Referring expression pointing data
BEGIN

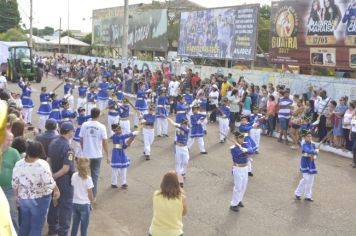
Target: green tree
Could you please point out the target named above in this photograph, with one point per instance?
(87, 38)
(13, 34)
(9, 15)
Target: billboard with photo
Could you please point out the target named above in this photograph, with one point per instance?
(314, 32)
(147, 30)
(220, 33)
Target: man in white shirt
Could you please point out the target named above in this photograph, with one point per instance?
(93, 139)
(3, 81)
(173, 90)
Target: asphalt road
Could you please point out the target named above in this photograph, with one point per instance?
(270, 208)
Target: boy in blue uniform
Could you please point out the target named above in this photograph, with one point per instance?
(45, 108)
(307, 167)
(148, 131)
(124, 112)
(162, 113)
(239, 153)
(197, 130)
(119, 161)
(224, 116)
(26, 100)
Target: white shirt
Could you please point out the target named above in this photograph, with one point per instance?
(214, 97)
(81, 187)
(3, 82)
(93, 133)
(173, 88)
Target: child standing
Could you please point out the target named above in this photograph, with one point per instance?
(82, 197)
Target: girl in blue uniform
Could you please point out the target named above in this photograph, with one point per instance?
(119, 161)
(307, 167)
(197, 130)
(26, 100)
(45, 108)
(245, 128)
(56, 104)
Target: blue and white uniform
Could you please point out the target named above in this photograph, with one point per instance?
(103, 94)
(124, 112)
(56, 113)
(255, 133)
(224, 118)
(44, 110)
(140, 105)
(239, 171)
(119, 161)
(82, 98)
(162, 114)
(308, 169)
(113, 114)
(182, 152)
(92, 97)
(197, 131)
(27, 102)
(148, 132)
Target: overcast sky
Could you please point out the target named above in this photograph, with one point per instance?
(48, 12)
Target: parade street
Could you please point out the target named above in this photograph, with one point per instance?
(270, 208)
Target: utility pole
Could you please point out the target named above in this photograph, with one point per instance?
(59, 38)
(31, 2)
(125, 35)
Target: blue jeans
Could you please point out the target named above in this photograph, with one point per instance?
(95, 172)
(13, 208)
(81, 213)
(33, 215)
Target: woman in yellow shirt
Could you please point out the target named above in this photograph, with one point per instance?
(169, 207)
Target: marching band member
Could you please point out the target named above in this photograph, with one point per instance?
(119, 161)
(56, 105)
(197, 130)
(103, 94)
(245, 128)
(239, 153)
(162, 113)
(307, 167)
(113, 114)
(82, 92)
(148, 131)
(141, 103)
(224, 116)
(26, 99)
(91, 99)
(124, 112)
(45, 108)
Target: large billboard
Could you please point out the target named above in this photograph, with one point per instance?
(147, 30)
(221, 33)
(319, 33)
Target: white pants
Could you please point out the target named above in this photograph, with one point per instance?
(81, 102)
(102, 104)
(182, 159)
(305, 186)
(112, 120)
(255, 134)
(42, 122)
(223, 128)
(115, 173)
(162, 126)
(240, 184)
(90, 106)
(125, 126)
(200, 142)
(148, 138)
(27, 115)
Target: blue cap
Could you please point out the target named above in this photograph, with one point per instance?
(67, 126)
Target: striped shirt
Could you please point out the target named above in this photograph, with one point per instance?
(285, 108)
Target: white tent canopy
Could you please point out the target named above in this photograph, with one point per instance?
(65, 41)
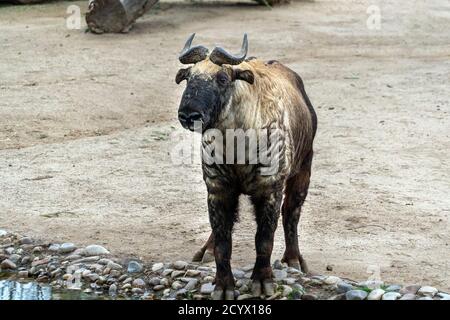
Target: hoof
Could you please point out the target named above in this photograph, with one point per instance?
(203, 256)
(219, 294)
(261, 288)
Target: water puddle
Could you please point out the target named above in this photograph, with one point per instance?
(15, 290)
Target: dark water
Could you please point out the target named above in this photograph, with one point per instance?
(14, 290)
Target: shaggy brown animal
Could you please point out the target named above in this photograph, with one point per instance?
(225, 91)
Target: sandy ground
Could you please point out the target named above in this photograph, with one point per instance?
(87, 123)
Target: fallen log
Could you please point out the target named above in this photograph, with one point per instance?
(115, 15)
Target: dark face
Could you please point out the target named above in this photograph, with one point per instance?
(206, 95)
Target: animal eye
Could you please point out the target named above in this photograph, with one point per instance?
(222, 78)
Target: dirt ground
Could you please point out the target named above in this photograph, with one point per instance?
(86, 125)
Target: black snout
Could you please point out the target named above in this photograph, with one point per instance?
(187, 119)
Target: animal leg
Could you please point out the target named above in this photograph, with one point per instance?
(295, 194)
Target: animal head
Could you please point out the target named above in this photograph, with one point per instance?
(210, 82)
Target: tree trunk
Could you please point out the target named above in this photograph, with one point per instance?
(115, 15)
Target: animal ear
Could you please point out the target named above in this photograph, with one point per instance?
(182, 74)
(245, 75)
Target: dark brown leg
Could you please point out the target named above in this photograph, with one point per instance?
(206, 253)
(295, 194)
(222, 206)
(267, 211)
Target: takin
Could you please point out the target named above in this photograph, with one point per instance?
(228, 91)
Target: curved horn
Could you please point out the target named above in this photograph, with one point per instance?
(192, 55)
(219, 56)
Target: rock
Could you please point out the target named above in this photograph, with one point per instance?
(54, 247)
(23, 274)
(134, 267)
(8, 265)
(309, 297)
(289, 281)
(95, 250)
(286, 290)
(394, 288)
(277, 264)
(139, 283)
(408, 296)
(25, 240)
(238, 274)
(245, 297)
(191, 285)
(279, 274)
(14, 257)
(427, 291)
(68, 247)
(137, 291)
(177, 285)
(112, 289)
(180, 265)
(356, 295)
(425, 298)
(371, 284)
(207, 288)
(343, 287)
(410, 289)
(158, 287)
(176, 274)
(192, 273)
(444, 296)
(331, 280)
(114, 266)
(391, 295)
(376, 294)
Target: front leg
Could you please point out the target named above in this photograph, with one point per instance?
(222, 206)
(267, 211)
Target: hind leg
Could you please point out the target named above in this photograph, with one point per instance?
(206, 253)
(295, 194)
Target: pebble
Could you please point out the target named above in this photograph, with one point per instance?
(277, 265)
(54, 247)
(180, 265)
(286, 290)
(67, 247)
(279, 274)
(343, 287)
(408, 296)
(331, 280)
(158, 287)
(134, 267)
(391, 295)
(376, 294)
(410, 289)
(114, 266)
(192, 273)
(25, 240)
(393, 287)
(14, 257)
(166, 272)
(245, 297)
(191, 285)
(177, 285)
(356, 295)
(207, 288)
(289, 281)
(176, 274)
(427, 291)
(8, 265)
(309, 297)
(95, 250)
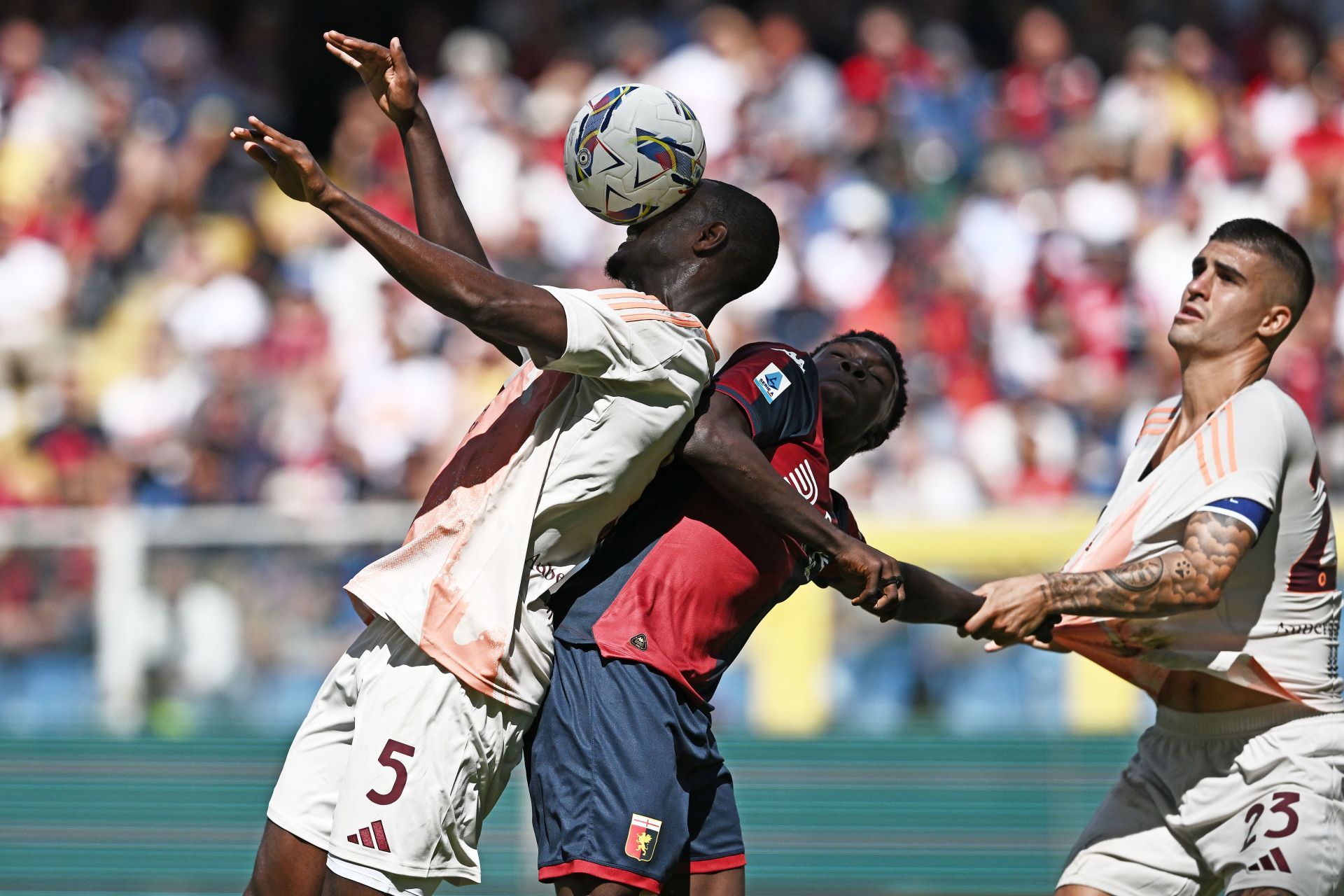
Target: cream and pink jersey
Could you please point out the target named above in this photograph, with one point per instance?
(1276, 628)
(558, 456)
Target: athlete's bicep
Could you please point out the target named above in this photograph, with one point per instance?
(1214, 543)
(721, 429)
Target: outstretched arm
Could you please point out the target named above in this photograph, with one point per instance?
(1170, 583)
(720, 447)
(440, 216)
(495, 308)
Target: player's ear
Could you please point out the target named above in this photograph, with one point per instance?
(711, 238)
(1276, 321)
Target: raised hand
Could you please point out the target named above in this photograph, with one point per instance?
(384, 70)
(288, 163)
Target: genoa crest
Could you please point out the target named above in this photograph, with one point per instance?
(643, 837)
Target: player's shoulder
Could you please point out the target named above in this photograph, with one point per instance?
(1264, 405)
(780, 354)
(635, 307)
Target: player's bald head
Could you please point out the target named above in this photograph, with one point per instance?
(749, 253)
(1291, 280)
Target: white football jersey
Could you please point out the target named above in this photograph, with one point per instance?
(1276, 628)
(558, 456)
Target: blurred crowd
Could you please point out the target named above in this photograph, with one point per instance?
(174, 331)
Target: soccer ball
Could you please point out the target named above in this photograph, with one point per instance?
(634, 152)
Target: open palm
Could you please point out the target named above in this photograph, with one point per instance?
(286, 160)
(384, 70)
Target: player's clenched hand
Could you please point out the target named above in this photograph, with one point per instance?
(869, 578)
(1031, 641)
(288, 163)
(1014, 610)
(385, 71)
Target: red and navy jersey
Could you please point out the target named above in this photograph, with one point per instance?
(687, 575)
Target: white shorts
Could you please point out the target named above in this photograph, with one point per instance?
(398, 763)
(1222, 799)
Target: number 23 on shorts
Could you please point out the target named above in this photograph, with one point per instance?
(388, 758)
(1282, 805)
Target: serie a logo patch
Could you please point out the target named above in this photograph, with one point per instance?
(772, 382)
(643, 837)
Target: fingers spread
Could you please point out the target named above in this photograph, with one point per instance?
(344, 57)
(260, 155)
(267, 131)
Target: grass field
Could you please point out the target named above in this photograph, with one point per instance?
(918, 814)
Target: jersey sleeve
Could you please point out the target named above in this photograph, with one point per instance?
(620, 336)
(1242, 457)
(777, 390)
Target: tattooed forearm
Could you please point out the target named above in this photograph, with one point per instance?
(1159, 586)
(1138, 577)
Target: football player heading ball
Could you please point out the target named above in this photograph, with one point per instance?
(414, 734)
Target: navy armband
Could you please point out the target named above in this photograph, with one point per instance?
(1253, 514)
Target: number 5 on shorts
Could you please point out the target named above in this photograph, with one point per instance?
(386, 758)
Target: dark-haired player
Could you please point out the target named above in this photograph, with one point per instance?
(628, 786)
(1210, 583)
(413, 736)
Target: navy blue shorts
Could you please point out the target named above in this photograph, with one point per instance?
(626, 780)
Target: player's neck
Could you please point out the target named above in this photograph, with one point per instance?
(1206, 383)
(683, 298)
(683, 289)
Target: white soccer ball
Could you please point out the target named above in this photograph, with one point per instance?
(634, 152)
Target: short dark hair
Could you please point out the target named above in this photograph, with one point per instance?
(1268, 239)
(898, 365)
(753, 232)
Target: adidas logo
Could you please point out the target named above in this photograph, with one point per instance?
(1272, 862)
(371, 834)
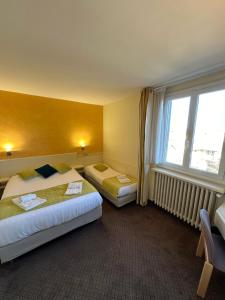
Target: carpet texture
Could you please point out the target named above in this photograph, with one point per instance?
(131, 253)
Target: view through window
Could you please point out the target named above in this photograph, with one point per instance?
(196, 131)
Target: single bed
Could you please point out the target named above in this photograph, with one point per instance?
(125, 194)
(26, 231)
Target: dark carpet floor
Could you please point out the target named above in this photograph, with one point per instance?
(131, 253)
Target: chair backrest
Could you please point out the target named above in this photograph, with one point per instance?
(206, 230)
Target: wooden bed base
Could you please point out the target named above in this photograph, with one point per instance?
(16, 249)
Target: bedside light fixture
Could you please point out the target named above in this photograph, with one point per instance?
(8, 149)
(82, 145)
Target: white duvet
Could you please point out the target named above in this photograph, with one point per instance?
(21, 226)
(109, 173)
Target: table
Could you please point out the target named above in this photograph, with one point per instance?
(219, 219)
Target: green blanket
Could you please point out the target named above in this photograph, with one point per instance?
(112, 185)
(53, 195)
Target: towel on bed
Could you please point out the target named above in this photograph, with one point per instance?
(53, 195)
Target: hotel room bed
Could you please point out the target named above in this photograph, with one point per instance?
(125, 194)
(26, 231)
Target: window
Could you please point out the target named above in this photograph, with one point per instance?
(195, 135)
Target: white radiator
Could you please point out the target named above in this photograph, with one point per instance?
(182, 198)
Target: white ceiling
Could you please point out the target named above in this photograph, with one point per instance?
(99, 51)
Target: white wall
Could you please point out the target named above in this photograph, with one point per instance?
(120, 134)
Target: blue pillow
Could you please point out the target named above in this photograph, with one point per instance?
(46, 171)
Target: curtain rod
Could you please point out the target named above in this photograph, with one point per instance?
(189, 77)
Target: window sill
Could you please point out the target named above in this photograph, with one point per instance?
(217, 187)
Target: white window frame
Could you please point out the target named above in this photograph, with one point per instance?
(193, 108)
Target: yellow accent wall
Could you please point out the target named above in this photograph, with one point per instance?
(121, 134)
(37, 125)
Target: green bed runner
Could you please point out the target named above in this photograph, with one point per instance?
(53, 195)
(112, 185)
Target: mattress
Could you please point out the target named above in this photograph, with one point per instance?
(24, 225)
(219, 219)
(109, 173)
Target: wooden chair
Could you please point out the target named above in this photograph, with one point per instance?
(213, 246)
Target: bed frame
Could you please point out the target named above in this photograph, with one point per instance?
(119, 201)
(16, 249)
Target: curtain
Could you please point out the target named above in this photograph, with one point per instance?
(152, 132)
(144, 140)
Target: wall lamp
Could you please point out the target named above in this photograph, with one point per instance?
(8, 149)
(82, 145)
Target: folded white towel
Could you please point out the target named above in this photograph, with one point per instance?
(28, 204)
(123, 179)
(27, 198)
(74, 188)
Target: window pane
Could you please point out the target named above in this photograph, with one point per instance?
(177, 130)
(209, 132)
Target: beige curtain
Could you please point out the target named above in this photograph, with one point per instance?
(152, 115)
(144, 139)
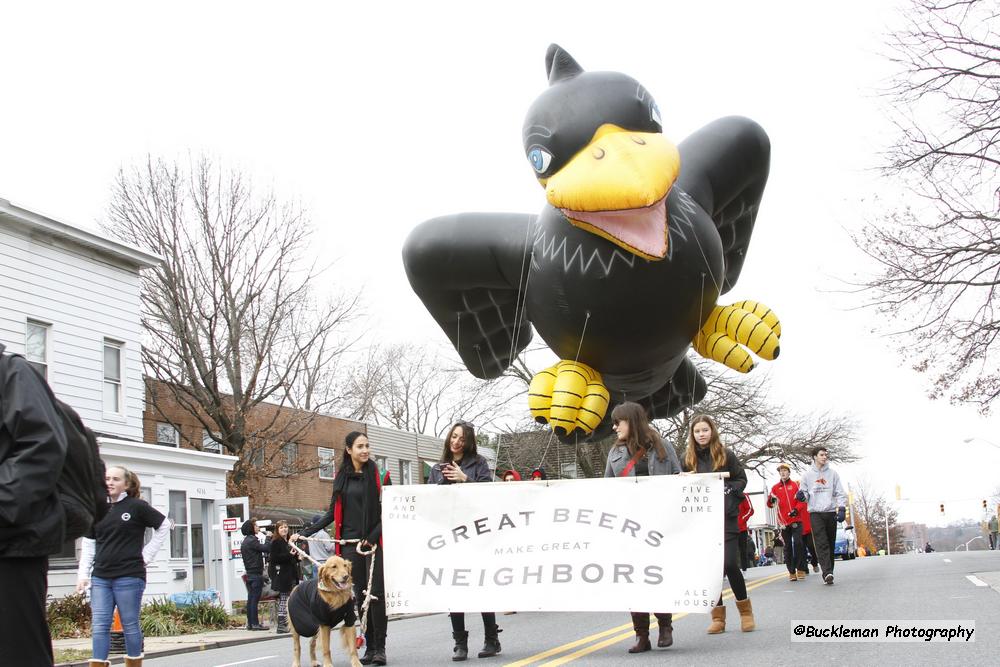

END

→ **WHAT YOU WILL DO**:
Reproduce every line above that contains the string "wall".

→ **EXERCISE OUTPUT**:
Target: white wall
Target: yellow accent wall
Target: wall lamp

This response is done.